══ Entries supplied ══

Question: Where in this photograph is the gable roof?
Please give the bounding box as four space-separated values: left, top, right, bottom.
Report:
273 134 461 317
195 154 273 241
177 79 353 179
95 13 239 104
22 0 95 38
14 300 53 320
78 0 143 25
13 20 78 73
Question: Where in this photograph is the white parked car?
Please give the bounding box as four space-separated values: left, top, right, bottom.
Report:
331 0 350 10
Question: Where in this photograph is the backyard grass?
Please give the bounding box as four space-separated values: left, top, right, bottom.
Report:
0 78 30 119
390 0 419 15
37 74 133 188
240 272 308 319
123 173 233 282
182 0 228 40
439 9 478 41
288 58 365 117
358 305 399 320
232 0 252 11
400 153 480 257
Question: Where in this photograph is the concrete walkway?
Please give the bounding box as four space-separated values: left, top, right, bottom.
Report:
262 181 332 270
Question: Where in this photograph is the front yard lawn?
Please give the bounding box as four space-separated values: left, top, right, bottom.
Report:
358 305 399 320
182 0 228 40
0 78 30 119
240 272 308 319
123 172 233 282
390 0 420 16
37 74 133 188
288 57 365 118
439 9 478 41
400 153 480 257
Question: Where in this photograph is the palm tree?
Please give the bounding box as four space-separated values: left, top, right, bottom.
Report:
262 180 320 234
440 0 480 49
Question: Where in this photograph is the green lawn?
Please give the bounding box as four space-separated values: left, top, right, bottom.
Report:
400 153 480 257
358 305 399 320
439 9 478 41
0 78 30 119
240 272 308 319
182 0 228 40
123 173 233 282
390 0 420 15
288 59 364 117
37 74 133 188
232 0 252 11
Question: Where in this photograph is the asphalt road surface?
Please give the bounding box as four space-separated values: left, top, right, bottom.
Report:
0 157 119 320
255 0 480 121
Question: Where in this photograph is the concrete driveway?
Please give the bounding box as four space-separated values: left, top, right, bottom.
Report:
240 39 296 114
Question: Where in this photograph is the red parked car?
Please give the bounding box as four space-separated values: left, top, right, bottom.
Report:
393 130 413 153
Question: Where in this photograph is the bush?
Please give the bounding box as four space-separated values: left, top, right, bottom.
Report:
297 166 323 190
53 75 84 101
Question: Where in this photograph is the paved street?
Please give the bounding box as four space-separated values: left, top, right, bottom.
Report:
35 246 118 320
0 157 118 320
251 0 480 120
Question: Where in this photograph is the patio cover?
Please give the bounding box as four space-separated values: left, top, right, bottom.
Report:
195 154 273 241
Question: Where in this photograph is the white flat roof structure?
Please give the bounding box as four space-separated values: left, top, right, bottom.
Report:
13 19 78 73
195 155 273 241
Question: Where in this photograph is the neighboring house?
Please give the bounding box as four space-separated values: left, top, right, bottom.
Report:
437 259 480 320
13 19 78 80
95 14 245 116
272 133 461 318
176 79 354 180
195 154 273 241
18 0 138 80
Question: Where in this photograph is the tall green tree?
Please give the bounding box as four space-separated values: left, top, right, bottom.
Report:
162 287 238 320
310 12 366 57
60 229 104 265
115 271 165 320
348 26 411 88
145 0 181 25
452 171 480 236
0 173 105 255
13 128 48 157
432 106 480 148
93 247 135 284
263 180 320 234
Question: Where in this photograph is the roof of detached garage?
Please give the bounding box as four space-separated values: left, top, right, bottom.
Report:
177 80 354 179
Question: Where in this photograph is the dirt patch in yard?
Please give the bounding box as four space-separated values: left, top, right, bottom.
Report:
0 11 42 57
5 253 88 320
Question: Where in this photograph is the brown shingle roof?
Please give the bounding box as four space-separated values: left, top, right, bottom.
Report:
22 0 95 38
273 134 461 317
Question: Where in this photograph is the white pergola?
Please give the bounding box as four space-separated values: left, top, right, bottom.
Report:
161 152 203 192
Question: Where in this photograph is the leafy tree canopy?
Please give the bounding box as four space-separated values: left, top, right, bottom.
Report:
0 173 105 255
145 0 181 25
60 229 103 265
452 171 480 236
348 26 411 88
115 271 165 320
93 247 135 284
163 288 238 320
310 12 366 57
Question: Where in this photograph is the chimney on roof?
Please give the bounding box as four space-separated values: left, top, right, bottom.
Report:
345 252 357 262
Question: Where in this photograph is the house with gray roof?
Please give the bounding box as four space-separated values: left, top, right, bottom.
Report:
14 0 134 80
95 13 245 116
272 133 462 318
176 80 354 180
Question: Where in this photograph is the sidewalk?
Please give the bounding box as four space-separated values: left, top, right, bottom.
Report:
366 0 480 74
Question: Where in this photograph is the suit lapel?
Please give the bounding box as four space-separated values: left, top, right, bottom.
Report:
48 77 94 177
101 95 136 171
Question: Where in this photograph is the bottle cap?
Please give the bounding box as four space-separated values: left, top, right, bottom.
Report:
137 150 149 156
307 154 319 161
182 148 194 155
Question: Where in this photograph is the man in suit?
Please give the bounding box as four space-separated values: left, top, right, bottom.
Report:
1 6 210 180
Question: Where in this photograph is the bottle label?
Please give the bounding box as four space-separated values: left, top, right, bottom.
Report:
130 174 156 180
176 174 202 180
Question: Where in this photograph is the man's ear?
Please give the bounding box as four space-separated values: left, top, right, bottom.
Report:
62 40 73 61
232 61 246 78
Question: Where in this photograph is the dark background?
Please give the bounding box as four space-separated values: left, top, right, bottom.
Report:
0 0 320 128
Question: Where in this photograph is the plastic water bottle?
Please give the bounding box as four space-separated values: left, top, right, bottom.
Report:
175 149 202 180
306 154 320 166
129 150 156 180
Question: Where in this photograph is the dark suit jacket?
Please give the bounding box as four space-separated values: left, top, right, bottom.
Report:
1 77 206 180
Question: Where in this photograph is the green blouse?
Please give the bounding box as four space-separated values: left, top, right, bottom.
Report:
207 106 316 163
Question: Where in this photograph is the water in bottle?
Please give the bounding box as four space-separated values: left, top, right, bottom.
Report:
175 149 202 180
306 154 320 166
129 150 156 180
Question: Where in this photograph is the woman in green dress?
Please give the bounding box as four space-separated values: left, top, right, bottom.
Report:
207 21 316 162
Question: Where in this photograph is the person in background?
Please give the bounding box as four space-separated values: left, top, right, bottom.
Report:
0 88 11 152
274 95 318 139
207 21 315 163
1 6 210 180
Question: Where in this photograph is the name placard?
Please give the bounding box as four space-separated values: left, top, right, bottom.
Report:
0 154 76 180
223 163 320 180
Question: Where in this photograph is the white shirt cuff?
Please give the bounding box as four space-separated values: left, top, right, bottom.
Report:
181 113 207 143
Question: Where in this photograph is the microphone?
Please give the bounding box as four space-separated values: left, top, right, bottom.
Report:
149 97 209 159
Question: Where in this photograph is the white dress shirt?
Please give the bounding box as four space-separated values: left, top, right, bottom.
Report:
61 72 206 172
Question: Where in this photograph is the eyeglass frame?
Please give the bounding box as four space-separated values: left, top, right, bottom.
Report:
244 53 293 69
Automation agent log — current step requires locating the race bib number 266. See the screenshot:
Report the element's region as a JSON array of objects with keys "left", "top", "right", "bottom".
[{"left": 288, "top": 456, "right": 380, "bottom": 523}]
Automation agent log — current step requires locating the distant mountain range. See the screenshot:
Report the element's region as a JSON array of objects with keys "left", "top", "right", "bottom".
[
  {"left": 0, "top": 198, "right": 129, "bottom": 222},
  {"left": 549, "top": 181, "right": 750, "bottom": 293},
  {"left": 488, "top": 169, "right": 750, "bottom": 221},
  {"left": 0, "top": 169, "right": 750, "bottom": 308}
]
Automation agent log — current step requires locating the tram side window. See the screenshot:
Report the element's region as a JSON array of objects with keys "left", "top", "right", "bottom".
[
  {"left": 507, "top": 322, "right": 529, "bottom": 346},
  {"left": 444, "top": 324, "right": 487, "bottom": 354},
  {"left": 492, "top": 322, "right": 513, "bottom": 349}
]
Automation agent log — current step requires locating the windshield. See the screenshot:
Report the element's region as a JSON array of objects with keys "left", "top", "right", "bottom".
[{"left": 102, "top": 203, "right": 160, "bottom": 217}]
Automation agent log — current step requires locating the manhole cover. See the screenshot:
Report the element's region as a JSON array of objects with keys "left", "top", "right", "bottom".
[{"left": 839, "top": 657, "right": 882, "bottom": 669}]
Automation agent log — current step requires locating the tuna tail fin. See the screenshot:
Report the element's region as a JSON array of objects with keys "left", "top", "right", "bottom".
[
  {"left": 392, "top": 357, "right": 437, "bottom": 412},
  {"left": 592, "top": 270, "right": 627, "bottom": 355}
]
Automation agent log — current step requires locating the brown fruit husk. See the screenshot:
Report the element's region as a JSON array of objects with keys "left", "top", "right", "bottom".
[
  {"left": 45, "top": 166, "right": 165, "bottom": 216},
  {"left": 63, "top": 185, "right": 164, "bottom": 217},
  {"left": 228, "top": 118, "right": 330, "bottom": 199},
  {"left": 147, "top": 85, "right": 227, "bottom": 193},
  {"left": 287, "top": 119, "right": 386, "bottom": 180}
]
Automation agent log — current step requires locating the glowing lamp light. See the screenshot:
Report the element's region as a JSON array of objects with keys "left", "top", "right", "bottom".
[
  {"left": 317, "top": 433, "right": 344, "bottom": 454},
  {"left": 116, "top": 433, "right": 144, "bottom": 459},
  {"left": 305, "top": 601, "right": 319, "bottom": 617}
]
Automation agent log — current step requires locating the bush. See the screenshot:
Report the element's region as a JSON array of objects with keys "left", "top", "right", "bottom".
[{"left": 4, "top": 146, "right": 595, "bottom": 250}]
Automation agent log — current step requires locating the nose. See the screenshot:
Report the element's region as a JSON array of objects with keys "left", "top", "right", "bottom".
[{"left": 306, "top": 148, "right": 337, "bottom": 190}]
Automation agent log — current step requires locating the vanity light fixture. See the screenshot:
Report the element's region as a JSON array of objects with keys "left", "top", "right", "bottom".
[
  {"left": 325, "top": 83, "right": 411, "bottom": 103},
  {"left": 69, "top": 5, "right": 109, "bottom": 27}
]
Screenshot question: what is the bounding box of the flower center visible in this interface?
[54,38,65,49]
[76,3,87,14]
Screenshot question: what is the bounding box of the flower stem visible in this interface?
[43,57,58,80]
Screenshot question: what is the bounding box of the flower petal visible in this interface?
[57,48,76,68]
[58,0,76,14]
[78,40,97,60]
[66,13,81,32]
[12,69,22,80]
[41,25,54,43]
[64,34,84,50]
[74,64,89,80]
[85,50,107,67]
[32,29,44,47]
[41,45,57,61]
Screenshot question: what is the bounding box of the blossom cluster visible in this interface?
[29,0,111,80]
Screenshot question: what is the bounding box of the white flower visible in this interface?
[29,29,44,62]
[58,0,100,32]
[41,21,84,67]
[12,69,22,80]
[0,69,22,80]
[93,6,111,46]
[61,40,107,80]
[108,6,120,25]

═══

> Stated task
Copy the items above word for word, from the line containing "center visible in this interface?" through the final line of the items.

> Task result
Screenshot question: what is the bounding box of the flower center visible in this interface?
[54,38,65,49]
[76,3,87,14]
Screenshot question: what is the bounding box of the flower stem visible in this interface?
[43,57,58,80]
Screenshot question: what is the bounding box of the flower petal visible in this interface?
[57,48,76,68]
[58,0,76,14]
[78,40,97,60]
[66,13,81,32]
[12,69,22,80]
[41,25,54,43]
[64,34,84,50]
[74,64,89,80]
[85,50,107,67]
[32,29,44,47]
[41,45,57,61]
Screenshot question: what is the bounding box of the blossom cluster visible in this interface?
[29,0,111,80]
Screenshot question: what is the bounding box of the white flower visible in this interface?
[29,29,44,62]
[58,0,100,32]
[41,21,84,67]
[12,69,22,80]
[0,69,22,80]
[93,6,111,46]
[61,40,107,80]
[108,6,120,25]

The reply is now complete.